Task instructions: Write out every record below exactly, so that nothing differs from what is shown.

Listed records:
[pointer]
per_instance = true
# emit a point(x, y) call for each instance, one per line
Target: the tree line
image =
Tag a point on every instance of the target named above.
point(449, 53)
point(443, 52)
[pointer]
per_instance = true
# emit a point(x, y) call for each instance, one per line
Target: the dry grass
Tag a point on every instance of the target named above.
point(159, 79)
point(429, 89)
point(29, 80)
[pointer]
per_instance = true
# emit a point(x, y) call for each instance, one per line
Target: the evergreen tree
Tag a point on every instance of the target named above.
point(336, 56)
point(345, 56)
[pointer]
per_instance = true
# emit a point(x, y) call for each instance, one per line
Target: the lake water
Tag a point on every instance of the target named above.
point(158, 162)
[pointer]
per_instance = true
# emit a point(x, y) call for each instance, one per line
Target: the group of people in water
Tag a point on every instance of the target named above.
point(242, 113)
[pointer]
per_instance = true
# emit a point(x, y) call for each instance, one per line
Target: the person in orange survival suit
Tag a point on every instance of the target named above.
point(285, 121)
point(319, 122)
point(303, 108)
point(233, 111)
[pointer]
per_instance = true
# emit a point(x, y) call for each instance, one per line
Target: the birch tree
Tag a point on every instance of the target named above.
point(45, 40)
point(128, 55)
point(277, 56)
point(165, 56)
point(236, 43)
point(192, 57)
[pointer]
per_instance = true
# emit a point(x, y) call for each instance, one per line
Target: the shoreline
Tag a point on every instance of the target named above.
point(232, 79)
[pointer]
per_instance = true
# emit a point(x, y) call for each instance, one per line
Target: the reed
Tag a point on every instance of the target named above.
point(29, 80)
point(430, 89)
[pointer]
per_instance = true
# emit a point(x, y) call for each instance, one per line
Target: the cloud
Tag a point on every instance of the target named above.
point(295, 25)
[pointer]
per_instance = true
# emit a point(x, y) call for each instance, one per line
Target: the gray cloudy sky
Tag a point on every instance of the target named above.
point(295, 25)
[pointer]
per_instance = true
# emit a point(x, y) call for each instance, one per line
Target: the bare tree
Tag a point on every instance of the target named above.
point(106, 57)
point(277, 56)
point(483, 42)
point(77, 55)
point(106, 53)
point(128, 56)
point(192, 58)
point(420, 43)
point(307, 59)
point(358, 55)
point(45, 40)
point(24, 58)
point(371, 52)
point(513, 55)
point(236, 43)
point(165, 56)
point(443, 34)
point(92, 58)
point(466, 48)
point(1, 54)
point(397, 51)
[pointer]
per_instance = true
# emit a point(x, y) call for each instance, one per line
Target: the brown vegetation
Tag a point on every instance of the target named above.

Solution to the problem:
[pointer]
per_instance = true
# emit a point(x, y) call for each instance, one per line
Target: the tree line
image =
Tag a point on every instance of the target named above.
point(449, 53)
point(443, 52)
[pointer]
per_instance = true
# emit a point(x, y) call for each instance, one per line
Target: the dry grass
Tag a point on every instance of the target named above.
point(159, 79)
point(429, 89)
point(29, 80)
[pointer]
per_instance = true
# emit a point(x, y) call for each instance, one per line
Target: the evergreen tree
Tag a point on every instance of the target named above.
point(336, 56)
point(345, 56)
[pointer]
per_instance = true
# emit a point(x, y) call for each instance, one per line
Target: the lake water
Tag a point on every instance of the target named above.
point(158, 162)
[pointer]
per_instance = true
# emit a point(x, y) call for each instance, one per line
Target: the group of people in water
Tag a point on every instance of the target named above.
point(242, 113)
[pointer]
per_instance = true
# emit a point(x, y) call for each instance, one per line
Target: the person in orange survival suit
Tag a point on every instance of the target named above.
point(285, 121)
point(319, 122)
point(303, 108)
point(233, 111)
[pointer]
per_instance = true
# emit a point(x, y) call for each instance, one per line
Target: the birch tree
Tag a point on every instance of the target named above.
point(45, 40)
point(128, 55)
point(277, 56)
point(165, 56)
point(236, 43)
point(192, 57)
[pointer]
per_instance = true
# emit a point(x, y) call for each instance, one per line
Target: the shoreline
Tag a point on every instance of the target named above.
point(232, 79)
[pointer]
per_instance = true
# emit a point(x, y) call for each instance, one per line
Target: the reed
Tag a point on every instance of the target named above.
point(29, 80)
point(430, 89)
[pointer]
per_instance = true
# emit a point(x, y) call for each instance, one per line
Target: the cloud
Tag a point on every instance of the target named above.
point(295, 25)
[pointer]
per_instance = true
# emit a point(x, y) call for each instance, one per line
Target: the gray cloudy sky
Tag a point on every instance of the target named above.
point(295, 25)
[pointer]
per_instance = true
# emit a point(x, y) call for each instance, one per line
Target: the bare tree
Tag a point on every instance of the target named above.
point(106, 57)
point(277, 56)
point(483, 42)
point(77, 55)
point(106, 53)
point(128, 56)
point(192, 58)
point(420, 43)
point(307, 59)
point(358, 55)
point(45, 40)
point(24, 58)
point(371, 52)
point(513, 55)
point(236, 43)
point(165, 56)
point(443, 34)
point(92, 58)
point(466, 48)
point(1, 54)
point(397, 51)
[pointer]
per_instance = true
# emit a point(x, y) call for each instance, one per line
Target: the brown vegetation
Tag a point on every instance of the target named above.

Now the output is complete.